• [Stated task]
Give as output the line that contains "query (the phrase naming what to segment): stone", followed by every remaining line of the entries, unchanged and with nothing added.

%%

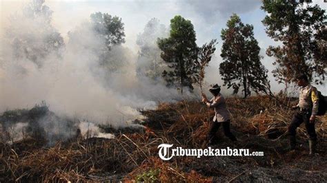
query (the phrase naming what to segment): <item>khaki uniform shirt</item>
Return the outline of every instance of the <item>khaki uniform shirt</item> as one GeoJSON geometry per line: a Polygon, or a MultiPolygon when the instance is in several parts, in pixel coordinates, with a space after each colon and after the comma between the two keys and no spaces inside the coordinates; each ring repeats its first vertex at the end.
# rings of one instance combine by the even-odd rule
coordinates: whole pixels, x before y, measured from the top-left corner
{"type": "Polygon", "coordinates": [[[221,122],[230,119],[225,98],[221,94],[216,97],[213,97],[206,104],[208,107],[215,108],[213,121],[221,122]]]}
{"type": "Polygon", "coordinates": [[[318,112],[319,96],[317,88],[310,85],[301,87],[299,96],[299,103],[297,106],[301,109],[312,109],[312,115],[316,115],[318,112]]]}

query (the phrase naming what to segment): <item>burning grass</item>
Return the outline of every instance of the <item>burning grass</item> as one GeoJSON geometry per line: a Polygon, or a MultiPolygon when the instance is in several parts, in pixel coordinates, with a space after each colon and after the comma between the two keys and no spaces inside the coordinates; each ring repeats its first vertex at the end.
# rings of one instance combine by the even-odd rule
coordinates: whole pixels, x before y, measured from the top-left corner
{"type": "MultiPolygon", "coordinates": [[[[147,117],[144,131],[115,131],[113,139],[71,138],[48,147],[33,138],[0,144],[0,182],[212,182],[311,181],[327,179],[326,116],[317,122],[319,155],[310,157],[303,126],[296,152],[285,136],[293,111],[266,96],[227,100],[237,148],[262,151],[264,157],[158,158],[161,143],[184,148],[205,148],[214,114],[197,101],[162,103],[147,117]],[[123,132],[123,133],[121,133],[123,132]],[[311,173],[310,173],[311,172],[311,173]]],[[[292,103],[292,101],[290,101],[292,103]]],[[[214,148],[235,146],[219,130],[214,148]]]]}

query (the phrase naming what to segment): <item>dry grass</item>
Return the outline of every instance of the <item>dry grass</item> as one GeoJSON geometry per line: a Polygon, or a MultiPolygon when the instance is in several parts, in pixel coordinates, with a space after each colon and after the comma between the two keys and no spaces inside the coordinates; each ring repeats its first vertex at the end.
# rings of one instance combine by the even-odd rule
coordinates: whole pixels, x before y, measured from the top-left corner
{"type": "MultiPolygon", "coordinates": [[[[227,103],[232,114],[232,130],[240,140],[239,147],[264,151],[265,157],[176,158],[168,162],[159,159],[157,147],[161,143],[186,148],[207,146],[206,136],[214,111],[197,101],[181,101],[162,103],[155,110],[142,111],[148,118],[143,133],[119,134],[115,139],[72,139],[59,142],[50,148],[43,147],[44,143],[32,138],[12,145],[1,143],[0,182],[101,182],[122,179],[133,182],[149,172],[161,182],[250,181],[248,171],[257,171],[259,177],[265,173],[276,177],[279,176],[281,169],[284,172],[280,176],[288,181],[294,181],[293,177],[304,176],[310,171],[319,171],[317,175],[319,177],[313,175],[312,181],[326,180],[327,175],[319,171],[327,168],[323,164],[327,160],[324,153],[312,160],[305,155],[308,151],[305,147],[295,154],[279,150],[286,147],[284,135],[292,111],[266,96],[245,100],[230,98],[227,103]],[[300,164],[295,164],[295,159],[302,160],[300,164]],[[312,162],[315,164],[311,164],[312,162]],[[291,167],[301,171],[293,173],[291,167]],[[160,170],[158,174],[157,170],[160,170]]],[[[321,142],[321,151],[327,149],[326,122],[326,116],[321,116],[316,125],[321,142]]],[[[307,138],[304,127],[298,132],[300,142],[304,142],[307,138]]],[[[216,148],[230,146],[231,143],[221,133],[218,136],[222,140],[216,148]]],[[[275,177],[269,178],[271,180],[275,177]]]]}

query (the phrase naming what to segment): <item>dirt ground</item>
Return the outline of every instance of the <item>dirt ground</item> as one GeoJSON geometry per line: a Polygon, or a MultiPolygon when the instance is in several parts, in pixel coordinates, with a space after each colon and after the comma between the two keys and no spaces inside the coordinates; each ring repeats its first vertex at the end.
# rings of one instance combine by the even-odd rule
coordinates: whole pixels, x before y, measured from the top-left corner
{"type": "MultiPolygon", "coordinates": [[[[316,122],[318,153],[309,155],[304,127],[298,148],[288,151],[287,126],[294,111],[266,96],[227,99],[237,144],[221,127],[212,148],[263,151],[262,157],[159,158],[161,143],[206,148],[214,111],[199,101],[161,103],[141,111],[146,128],[115,130],[116,138],[78,137],[57,142],[29,137],[0,144],[0,182],[319,182],[327,181],[327,116],[316,122]]],[[[288,105],[290,105],[289,100],[288,105]]],[[[108,130],[107,130],[108,131],[108,130]]]]}

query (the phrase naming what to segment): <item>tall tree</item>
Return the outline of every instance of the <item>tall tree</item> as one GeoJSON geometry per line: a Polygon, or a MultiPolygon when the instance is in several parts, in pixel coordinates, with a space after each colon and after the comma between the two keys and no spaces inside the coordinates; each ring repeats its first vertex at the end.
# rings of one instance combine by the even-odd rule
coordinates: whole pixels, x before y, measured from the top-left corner
{"type": "Polygon", "coordinates": [[[161,77],[167,65],[160,57],[161,50],[157,39],[166,37],[168,30],[157,19],[152,18],[144,28],[144,32],[137,35],[137,44],[139,47],[137,73],[139,76],[146,76],[154,80],[161,77]]]}
{"type": "Polygon", "coordinates": [[[14,59],[31,61],[40,68],[47,56],[61,56],[63,39],[51,25],[52,14],[44,0],[33,0],[10,17],[4,39],[14,59]]]}
{"type": "Polygon", "coordinates": [[[96,12],[90,15],[94,29],[106,41],[108,49],[114,45],[125,43],[123,23],[121,18],[108,13],[96,12]]]}
{"type": "Polygon", "coordinates": [[[209,43],[205,43],[199,48],[198,52],[198,59],[195,62],[195,65],[199,68],[198,74],[193,74],[193,80],[200,85],[201,93],[203,93],[202,85],[204,80],[206,67],[209,65],[215,51],[216,51],[216,45],[217,44],[216,39],[212,39],[209,43]]]}
{"type": "Polygon", "coordinates": [[[264,0],[261,6],[268,13],[262,21],[266,32],[281,43],[266,53],[276,58],[274,76],[286,87],[300,73],[316,84],[322,84],[326,75],[326,10],[304,1],[264,0]]]}
{"type": "Polygon", "coordinates": [[[195,41],[193,25],[179,15],[170,20],[169,37],[158,39],[158,46],[162,51],[161,56],[171,69],[165,70],[163,77],[168,86],[179,87],[181,93],[184,87],[194,89],[192,76],[199,72],[199,68],[195,64],[199,50],[195,41]]]}
{"type": "Polygon", "coordinates": [[[120,47],[125,43],[125,32],[121,18],[112,17],[108,13],[91,14],[91,23],[96,36],[103,41],[102,46],[94,47],[99,56],[99,63],[108,73],[117,71],[125,64],[123,57],[117,58],[115,53],[123,52],[120,47]],[[115,47],[115,51],[112,52],[115,47]]]}
{"type": "Polygon", "coordinates": [[[242,86],[246,98],[251,89],[258,92],[259,88],[270,87],[268,71],[260,62],[260,47],[254,37],[253,25],[244,25],[236,14],[226,25],[227,28],[221,30],[221,56],[224,61],[219,65],[219,73],[224,85],[232,87],[234,94],[242,86]]]}

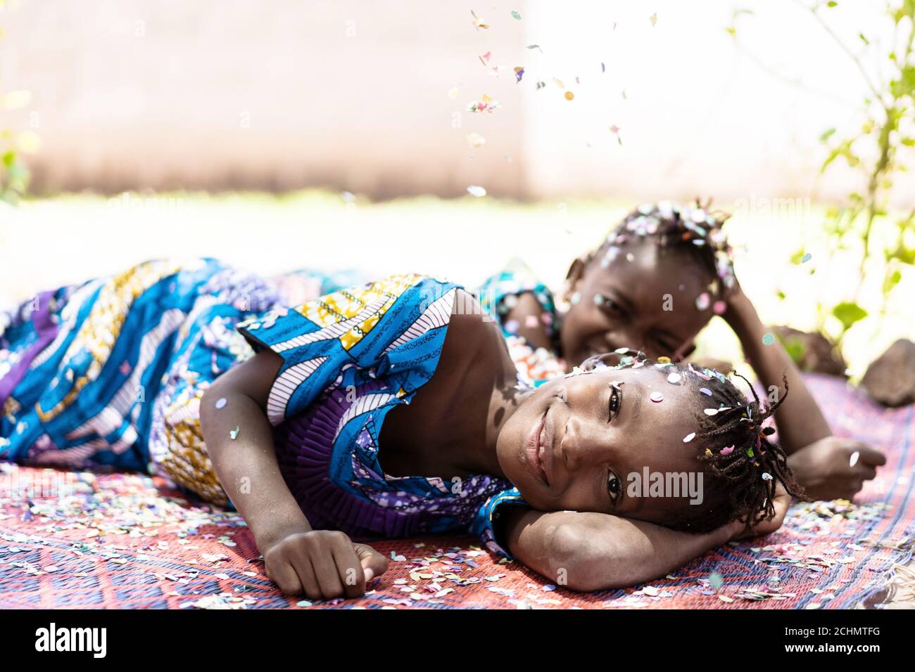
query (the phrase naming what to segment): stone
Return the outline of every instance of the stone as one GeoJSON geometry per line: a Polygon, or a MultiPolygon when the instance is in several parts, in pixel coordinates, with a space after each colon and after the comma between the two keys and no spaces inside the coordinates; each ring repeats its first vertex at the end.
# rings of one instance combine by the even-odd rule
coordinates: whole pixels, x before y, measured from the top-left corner
{"type": "Polygon", "coordinates": [[[891,345],[867,367],[861,387],[889,408],[915,401],[915,343],[900,338],[891,345]]]}
{"type": "Polygon", "coordinates": [[[847,378],[845,369],[848,365],[823,334],[807,333],[790,326],[769,328],[779,336],[788,354],[802,371],[847,378]]]}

%%

• [The response]
query (the phrase naming what to segment): stone
Return the outline of every instance of the stone as one GeoJSON geometry per line: a Polygon, or a MultiPolygon when the instance is in several parts, in pixel coordinates, with a space after each colon and after the comma between the two keys and no spaces inside the coordinates; each ring repeats its first vertex at the end.
# rings of one instance combine by the even-odd rule
coordinates: whole pixels, x before y, measured from the top-left corner
{"type": "Polygon", "coordinates": [[[891,345],[867,367],[861,387],[889,408],[915,401],[915,343],[900,338],[891,345]]]}
{"type": "Polygon", "coordinates": [[[847,378],[845,369],[848,365],[823,334],[807,333],[790,326],[769,328],[779,336],[788,354],[802,371],[847,378]]]}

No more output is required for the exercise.